— REQUIREMENT 1 —
Please quote the tCorpus documentation below, everything from "## S3 method for class 'tCorpus'" down to "the tokens data.".

— TEXT SHOWN —

State of the Union addresses

Description

State of the Union addresses

Usage

data(sotu_texts)

Format

data.frame


Basic stopword lists

Description

Basic stopword lists

Usage

data(stopwords_list)

Format

A named list, with names matching the languages used by SnowballC


Subset tCorpus token data using a query

Description

A convenience function that searches for contexts (documents, sentences), and uses the results to subset the tCorpus token data.

Usage

subset_query(
  tc,
  query,
  feature = "token",
  context_level = c("document", "sentence"),
  not = F,
  as_ascii = F,
  window = NA
)

Arguments

tc

A tCorpus

query

A character string that is a query. See search_contexts for query syntax.

feature

The name of the feature columns on which the query is used.

context_level

Select whether the query and subset are performed at the document or sentence level.

not

If TRUE, perform a NOT search. Return the articles/sentences for which the query is not found.

as_ascii

if TRUE, perform search in ascii.

window

If used, uses a word distance as the context (overrides context_level)

Details

See the documentation for search_contexts for an explanation of the query language.

Examples

text = c('A B C', 'D E F. G H I', 'A D', 'GGG')
tc = create_tcorpus(text, doc_id = c('a','b','c','d'), split_sentences = TRUE)

## subset by reference
tc2 = subset_query(tc, 'A')
tc2$meta

S3 subset for tCorpus class

Description

S3 subset for tCorpus class

Usage

## S3 method for class 'tCorpus'
subset(x, subset = NULL, subset_meta = NULL, window = NULL, ...)

Arguments

x

a tCorpus object

subset

logical expression indicating rows to keep in the tokens data.

subset_meta

logical expression indicating rows to keep in the document meta data.

window

If not NULL, an integer specifiying the window to be used to return the subset. For instance, if the subset contains token 10 in a document and window is 5, the subset will contain token 5 to 15. Naturally, this does not apply to subset_meta.

...

not used

Examples

## create tcorpus of 5 bush and obama docs
tc = create_tcorpus(sotu_texts[c(1:5,801:805),], doc_col='id')

## subset to keep only tokens where token_id <= 20 (i.e.first 20 tokens)
tcs1 = subset(tc, token_id < 20)
tcs1

## subset to keep only documents where president is Barack Obama
tcs2 = subset(tc, subset_meta = president == 'Barack Obama')
tcs2

S3 summary for contextHits class

Description

S3 summary for contextHits class

Usage

## S3 method for class 'contextHits'
summary(object, ...)

Arguments

object

a contextHits object, as returned by search_contexts

...

not used

Examples

text = c('A B C', 'D E F. G H I', 'A D', 'GGG')
tc = create_tcorpus(text, doc_id = c('a','b','c','d'), split_sentences = TRUE)
hits = search_contexts(tc, c('query label# A AND B', 'second query# (A AND Q) OR ("D E") OR I'))

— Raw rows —
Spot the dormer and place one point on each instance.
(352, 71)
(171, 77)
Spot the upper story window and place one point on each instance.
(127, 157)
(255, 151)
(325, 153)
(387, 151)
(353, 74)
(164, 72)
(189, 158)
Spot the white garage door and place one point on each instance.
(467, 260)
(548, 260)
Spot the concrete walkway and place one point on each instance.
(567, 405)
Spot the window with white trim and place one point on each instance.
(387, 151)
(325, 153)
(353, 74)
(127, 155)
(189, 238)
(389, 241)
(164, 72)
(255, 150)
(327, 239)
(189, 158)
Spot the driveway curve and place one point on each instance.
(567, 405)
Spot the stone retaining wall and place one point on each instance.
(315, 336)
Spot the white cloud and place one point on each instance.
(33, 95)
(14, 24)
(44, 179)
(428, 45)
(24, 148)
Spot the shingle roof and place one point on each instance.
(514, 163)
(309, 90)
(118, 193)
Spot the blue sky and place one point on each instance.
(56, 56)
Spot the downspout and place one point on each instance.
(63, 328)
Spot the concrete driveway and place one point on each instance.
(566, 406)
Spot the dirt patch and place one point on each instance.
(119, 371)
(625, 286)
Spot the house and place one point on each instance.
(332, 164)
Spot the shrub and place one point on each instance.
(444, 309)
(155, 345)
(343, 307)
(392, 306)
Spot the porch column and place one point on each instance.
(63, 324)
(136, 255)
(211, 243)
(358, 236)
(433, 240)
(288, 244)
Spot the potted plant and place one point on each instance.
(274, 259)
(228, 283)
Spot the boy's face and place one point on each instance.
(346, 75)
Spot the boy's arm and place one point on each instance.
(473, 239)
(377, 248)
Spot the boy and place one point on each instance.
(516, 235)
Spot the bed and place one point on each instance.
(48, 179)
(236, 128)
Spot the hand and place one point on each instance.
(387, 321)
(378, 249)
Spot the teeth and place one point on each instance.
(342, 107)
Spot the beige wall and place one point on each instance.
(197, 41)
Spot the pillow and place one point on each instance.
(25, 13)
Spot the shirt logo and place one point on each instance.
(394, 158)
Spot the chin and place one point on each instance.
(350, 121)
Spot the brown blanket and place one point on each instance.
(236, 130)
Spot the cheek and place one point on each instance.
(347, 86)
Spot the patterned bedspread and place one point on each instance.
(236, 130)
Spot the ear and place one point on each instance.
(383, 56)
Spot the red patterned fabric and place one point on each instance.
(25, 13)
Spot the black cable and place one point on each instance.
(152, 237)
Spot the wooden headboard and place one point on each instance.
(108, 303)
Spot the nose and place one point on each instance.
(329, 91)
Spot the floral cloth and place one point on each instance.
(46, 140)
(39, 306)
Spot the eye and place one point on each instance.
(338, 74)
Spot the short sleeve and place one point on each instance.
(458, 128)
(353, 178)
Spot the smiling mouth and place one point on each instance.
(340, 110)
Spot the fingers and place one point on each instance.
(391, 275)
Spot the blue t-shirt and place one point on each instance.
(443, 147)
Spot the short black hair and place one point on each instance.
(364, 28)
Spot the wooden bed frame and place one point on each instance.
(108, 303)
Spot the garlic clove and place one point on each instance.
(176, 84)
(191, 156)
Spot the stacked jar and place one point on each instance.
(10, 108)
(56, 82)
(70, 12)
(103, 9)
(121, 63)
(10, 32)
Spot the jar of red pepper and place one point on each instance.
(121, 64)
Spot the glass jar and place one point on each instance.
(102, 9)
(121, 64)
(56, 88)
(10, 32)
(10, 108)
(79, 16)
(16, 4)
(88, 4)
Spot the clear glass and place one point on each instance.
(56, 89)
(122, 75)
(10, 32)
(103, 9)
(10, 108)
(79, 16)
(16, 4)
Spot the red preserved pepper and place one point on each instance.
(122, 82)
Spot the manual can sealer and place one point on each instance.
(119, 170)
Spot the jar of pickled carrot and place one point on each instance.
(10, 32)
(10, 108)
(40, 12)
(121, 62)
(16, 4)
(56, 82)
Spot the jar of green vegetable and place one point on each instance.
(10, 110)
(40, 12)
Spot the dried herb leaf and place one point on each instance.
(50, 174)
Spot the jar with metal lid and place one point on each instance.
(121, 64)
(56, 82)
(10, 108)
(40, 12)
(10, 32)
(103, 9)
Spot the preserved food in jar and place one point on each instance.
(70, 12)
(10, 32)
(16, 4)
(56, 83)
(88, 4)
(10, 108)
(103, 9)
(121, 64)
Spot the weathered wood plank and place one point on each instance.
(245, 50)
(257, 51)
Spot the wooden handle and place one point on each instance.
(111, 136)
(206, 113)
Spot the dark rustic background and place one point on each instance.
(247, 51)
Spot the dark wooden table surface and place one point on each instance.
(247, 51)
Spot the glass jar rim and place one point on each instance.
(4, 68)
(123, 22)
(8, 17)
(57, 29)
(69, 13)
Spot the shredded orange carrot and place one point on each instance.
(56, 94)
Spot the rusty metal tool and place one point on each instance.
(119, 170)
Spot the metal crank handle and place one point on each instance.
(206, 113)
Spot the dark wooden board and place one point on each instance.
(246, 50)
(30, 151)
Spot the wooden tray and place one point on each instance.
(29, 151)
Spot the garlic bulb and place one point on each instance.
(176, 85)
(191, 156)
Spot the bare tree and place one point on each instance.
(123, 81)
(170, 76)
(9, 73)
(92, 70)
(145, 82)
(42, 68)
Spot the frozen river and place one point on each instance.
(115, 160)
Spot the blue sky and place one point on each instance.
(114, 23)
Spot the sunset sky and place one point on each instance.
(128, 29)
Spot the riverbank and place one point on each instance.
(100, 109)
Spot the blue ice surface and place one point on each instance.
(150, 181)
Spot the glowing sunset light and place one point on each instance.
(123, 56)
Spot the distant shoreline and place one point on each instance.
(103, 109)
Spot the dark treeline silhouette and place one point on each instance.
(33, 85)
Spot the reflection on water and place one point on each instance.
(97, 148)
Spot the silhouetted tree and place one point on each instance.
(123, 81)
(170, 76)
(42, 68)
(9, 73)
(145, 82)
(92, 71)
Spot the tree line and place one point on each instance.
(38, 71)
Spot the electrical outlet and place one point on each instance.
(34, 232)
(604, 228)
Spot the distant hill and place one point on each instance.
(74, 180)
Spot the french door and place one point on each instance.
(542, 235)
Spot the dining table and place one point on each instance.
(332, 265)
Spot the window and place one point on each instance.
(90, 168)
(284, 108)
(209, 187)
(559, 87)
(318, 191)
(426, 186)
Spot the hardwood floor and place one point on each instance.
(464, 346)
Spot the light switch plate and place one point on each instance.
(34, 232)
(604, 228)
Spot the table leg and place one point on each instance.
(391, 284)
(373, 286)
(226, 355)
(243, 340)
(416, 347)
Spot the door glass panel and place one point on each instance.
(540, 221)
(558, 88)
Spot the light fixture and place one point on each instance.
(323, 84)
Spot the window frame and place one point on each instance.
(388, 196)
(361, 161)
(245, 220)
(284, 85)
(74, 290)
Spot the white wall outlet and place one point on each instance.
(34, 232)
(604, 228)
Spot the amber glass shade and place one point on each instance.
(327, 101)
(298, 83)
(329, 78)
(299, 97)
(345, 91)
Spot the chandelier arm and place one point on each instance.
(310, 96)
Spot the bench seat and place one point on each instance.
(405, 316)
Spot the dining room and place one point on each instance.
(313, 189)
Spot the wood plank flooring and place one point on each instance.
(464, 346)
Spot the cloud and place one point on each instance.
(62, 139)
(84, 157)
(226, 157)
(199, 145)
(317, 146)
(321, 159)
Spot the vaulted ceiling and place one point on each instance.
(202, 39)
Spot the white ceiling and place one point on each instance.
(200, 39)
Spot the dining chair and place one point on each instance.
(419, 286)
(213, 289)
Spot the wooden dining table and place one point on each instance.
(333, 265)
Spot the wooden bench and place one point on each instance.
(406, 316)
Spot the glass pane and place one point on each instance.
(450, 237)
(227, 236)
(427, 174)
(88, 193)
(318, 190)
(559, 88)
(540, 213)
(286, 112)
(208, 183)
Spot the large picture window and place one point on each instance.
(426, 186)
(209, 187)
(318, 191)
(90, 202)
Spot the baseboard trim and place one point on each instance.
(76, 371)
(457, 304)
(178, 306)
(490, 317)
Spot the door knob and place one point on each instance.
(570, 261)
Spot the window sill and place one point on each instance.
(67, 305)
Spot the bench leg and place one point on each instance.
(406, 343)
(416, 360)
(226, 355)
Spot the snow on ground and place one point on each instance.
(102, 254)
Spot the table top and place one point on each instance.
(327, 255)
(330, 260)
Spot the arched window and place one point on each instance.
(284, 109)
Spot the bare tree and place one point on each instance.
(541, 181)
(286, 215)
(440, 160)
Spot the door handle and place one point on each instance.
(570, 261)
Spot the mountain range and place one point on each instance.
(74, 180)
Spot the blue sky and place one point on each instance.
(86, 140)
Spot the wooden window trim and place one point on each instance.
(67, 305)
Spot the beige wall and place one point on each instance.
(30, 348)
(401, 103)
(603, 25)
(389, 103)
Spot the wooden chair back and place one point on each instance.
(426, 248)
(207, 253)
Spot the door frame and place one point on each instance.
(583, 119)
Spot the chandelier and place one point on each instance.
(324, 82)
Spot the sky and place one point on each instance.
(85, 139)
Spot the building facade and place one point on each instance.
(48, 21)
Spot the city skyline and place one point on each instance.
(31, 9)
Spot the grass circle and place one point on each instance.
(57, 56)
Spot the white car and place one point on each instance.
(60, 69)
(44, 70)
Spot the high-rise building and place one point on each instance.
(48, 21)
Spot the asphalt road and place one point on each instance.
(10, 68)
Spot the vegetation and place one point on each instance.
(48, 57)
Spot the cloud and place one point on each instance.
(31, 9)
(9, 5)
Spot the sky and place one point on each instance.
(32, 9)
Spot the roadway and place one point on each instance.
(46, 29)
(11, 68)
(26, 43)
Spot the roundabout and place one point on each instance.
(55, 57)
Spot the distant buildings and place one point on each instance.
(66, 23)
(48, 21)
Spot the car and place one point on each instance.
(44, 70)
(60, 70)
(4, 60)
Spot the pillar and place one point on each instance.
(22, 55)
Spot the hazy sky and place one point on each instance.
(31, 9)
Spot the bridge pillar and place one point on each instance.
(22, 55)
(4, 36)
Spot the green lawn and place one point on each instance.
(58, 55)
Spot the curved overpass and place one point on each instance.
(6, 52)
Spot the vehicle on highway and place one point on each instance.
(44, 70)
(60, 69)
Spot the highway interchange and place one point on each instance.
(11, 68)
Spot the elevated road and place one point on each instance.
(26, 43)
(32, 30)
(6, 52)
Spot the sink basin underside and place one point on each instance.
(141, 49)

— REQUIREMENT 2 —
Find each of the rows above that contains the string "carrot", and copy those lines.

— RESULT 1 —
## S3 method for class 'tCorpus'
subset(x, subset = NULL, subset_meta = NULL, window = NULL, ...)

Arguments

x

a tCorpus object

subset

logical expression indicating rows to keep in the tokens data.

— RESULT 2 —
Spot the jar of pickled carrot and place one point on each instance.
Spot the shredded orange carrot and place one point on each instance.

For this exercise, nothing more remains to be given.